>>>

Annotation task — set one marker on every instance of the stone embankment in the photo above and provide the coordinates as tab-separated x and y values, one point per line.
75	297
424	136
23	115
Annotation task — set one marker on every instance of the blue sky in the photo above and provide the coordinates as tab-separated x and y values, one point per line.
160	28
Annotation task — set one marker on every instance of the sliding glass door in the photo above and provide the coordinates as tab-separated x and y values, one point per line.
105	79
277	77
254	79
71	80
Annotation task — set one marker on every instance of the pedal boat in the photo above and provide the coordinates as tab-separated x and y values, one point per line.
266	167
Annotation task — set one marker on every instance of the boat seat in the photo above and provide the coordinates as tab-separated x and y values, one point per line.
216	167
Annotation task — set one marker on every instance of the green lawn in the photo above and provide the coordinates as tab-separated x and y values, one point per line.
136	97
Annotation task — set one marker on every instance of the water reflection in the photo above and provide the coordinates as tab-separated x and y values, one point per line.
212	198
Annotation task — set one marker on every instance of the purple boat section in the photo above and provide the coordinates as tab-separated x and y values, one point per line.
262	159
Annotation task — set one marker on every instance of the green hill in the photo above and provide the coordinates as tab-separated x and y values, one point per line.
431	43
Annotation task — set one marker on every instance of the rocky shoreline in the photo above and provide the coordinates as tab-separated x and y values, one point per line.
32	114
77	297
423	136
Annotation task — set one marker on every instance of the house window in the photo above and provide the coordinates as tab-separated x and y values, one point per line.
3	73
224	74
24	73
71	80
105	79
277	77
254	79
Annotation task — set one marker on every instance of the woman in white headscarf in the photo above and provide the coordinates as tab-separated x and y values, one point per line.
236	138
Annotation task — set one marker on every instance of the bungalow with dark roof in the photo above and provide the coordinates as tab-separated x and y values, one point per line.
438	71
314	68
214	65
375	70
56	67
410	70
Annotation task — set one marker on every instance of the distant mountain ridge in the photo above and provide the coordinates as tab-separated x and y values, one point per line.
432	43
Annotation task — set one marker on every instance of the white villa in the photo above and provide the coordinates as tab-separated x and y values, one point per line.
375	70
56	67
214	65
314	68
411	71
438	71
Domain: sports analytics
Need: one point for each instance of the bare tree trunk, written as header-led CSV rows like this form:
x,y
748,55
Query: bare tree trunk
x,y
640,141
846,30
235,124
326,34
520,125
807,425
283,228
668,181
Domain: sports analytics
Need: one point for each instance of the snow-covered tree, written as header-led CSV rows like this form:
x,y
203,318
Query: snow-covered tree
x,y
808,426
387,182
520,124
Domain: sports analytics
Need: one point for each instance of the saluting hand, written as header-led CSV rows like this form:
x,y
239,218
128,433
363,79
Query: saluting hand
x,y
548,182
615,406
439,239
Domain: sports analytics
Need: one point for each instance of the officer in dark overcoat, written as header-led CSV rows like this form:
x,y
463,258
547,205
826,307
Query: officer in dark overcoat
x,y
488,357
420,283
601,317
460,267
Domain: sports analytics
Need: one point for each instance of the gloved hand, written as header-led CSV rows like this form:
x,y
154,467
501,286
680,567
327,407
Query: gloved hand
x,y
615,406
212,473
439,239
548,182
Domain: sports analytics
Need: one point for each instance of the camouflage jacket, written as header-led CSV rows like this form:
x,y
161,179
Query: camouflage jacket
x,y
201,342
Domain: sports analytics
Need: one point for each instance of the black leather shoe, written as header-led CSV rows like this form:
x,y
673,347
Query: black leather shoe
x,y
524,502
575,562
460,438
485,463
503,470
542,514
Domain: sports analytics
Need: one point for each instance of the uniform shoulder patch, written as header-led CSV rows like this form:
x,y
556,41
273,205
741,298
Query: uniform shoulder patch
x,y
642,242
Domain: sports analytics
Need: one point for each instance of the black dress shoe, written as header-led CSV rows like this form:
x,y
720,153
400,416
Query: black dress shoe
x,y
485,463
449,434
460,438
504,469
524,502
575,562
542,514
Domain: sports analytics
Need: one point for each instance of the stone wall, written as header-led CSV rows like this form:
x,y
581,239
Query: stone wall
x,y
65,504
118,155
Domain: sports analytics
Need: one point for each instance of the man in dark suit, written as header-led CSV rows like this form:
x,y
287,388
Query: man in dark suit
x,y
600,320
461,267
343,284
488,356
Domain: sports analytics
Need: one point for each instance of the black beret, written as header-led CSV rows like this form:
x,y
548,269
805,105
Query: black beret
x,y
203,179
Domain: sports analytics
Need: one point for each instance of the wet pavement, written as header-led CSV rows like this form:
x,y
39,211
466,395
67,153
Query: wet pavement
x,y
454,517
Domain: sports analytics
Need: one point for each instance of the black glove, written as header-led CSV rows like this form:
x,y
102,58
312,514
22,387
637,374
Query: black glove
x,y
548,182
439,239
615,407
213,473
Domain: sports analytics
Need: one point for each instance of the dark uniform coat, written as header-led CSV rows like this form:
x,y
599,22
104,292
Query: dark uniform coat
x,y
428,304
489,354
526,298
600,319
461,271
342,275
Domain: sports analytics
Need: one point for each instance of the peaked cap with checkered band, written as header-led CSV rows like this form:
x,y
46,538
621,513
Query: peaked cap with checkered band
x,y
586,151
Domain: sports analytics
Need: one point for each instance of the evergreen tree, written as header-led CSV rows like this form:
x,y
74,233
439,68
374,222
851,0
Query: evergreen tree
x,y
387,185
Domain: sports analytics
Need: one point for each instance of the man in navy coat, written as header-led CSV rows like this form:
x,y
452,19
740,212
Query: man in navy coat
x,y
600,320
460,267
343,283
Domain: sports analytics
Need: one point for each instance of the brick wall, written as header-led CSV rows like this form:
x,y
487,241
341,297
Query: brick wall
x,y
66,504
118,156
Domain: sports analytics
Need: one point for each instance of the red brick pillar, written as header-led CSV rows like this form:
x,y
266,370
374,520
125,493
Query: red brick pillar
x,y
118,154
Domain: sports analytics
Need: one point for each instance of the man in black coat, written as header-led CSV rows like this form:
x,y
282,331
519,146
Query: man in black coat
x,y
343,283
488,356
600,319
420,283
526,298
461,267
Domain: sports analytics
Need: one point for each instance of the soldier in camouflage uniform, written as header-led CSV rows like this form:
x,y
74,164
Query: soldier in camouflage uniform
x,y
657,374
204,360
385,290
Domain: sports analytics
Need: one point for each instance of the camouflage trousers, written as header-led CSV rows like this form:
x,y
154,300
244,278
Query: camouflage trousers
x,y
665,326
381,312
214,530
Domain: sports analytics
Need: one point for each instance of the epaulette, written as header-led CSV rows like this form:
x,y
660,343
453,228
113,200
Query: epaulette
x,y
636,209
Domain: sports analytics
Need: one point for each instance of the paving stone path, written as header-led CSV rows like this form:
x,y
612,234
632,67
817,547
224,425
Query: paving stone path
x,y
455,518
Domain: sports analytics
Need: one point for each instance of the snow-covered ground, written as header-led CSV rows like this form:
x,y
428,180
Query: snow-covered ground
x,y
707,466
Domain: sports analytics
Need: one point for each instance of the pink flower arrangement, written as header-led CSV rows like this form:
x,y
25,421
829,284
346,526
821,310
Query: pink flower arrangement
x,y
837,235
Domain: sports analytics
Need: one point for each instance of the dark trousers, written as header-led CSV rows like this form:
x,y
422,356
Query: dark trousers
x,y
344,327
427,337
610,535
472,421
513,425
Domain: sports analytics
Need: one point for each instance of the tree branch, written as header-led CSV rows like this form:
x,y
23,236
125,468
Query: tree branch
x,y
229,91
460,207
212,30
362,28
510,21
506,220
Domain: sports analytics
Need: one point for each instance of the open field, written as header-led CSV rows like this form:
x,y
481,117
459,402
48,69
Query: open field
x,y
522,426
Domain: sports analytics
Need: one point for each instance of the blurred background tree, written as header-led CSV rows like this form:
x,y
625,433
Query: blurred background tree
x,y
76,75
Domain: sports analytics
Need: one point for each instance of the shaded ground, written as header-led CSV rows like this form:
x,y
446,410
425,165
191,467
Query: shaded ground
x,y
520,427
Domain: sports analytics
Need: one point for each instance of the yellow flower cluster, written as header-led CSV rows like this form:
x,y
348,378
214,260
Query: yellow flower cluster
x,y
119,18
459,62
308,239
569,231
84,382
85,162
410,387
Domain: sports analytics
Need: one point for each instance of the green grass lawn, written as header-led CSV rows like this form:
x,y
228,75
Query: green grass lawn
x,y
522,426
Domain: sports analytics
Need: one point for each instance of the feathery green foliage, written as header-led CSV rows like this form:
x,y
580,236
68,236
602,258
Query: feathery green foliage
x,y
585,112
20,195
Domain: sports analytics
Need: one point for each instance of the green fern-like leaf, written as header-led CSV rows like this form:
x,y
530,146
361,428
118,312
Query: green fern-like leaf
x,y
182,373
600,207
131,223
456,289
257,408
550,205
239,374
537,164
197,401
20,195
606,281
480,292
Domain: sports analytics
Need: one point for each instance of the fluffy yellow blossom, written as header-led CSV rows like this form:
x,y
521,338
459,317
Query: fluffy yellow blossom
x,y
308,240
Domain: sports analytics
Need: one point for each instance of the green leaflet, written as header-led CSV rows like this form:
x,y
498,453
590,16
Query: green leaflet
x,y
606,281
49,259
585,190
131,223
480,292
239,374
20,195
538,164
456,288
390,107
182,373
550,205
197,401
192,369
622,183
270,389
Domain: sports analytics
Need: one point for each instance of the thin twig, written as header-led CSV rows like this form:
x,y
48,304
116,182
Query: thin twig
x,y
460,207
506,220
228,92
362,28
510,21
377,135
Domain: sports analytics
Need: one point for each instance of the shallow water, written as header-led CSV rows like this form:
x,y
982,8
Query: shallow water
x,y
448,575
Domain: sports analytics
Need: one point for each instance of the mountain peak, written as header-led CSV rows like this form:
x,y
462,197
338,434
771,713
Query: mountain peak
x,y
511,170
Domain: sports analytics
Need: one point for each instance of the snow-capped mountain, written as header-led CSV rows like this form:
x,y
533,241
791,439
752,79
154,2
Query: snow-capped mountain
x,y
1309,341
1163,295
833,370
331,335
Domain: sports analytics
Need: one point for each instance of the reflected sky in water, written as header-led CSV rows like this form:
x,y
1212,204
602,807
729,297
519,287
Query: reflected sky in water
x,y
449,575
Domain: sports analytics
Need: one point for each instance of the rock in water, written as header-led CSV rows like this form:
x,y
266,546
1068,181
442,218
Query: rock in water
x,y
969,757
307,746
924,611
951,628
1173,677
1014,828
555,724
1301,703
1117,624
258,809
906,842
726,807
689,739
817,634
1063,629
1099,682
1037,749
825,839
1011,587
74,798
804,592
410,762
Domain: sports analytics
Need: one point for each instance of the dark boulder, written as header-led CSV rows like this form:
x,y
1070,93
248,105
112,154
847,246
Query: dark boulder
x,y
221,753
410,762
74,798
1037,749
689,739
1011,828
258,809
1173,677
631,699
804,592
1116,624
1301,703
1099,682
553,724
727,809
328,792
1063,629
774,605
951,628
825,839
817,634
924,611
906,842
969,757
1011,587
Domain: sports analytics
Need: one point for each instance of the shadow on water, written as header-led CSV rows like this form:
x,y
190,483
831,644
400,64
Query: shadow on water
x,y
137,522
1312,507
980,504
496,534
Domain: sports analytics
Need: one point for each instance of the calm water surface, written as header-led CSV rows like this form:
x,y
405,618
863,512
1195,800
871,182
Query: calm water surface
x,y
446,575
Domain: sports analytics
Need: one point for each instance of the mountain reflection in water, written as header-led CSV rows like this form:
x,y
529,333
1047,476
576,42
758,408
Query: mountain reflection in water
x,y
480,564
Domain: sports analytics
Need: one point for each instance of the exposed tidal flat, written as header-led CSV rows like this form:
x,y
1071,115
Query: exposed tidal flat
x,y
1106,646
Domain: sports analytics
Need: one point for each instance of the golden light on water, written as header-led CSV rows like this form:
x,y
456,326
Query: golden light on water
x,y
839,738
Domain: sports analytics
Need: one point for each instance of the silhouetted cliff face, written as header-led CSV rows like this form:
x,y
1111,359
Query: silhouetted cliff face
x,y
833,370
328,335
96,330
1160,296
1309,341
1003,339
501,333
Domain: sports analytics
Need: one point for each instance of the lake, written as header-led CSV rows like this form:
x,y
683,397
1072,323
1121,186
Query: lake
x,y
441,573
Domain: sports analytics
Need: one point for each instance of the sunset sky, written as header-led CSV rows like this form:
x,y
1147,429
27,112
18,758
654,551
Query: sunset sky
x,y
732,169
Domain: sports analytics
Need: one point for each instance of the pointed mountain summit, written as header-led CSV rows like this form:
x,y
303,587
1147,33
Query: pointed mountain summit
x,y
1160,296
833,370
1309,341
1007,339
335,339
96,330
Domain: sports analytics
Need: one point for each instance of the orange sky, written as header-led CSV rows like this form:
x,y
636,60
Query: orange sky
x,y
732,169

<<<

[Task instructions]
Each line from the one containing "Need: one point for each instance of the pointed" through the end of the material must be returned exactly; no other line should appear.

[Response]
Need: one point for each instance of the pointed mountain summit, written as header-led CSV rows like this form:
x,y
303,587
1147,33
Query: pointed mountain summit
x,y
1160,296
833,370
1309,341
1007,339
335,339
96,330
Domain: sports analytics
Need: one point for each instance of the orange sky, written as header-led CSV rows like this form:
x,y
636,60
Query: orange sky
x,y
732,169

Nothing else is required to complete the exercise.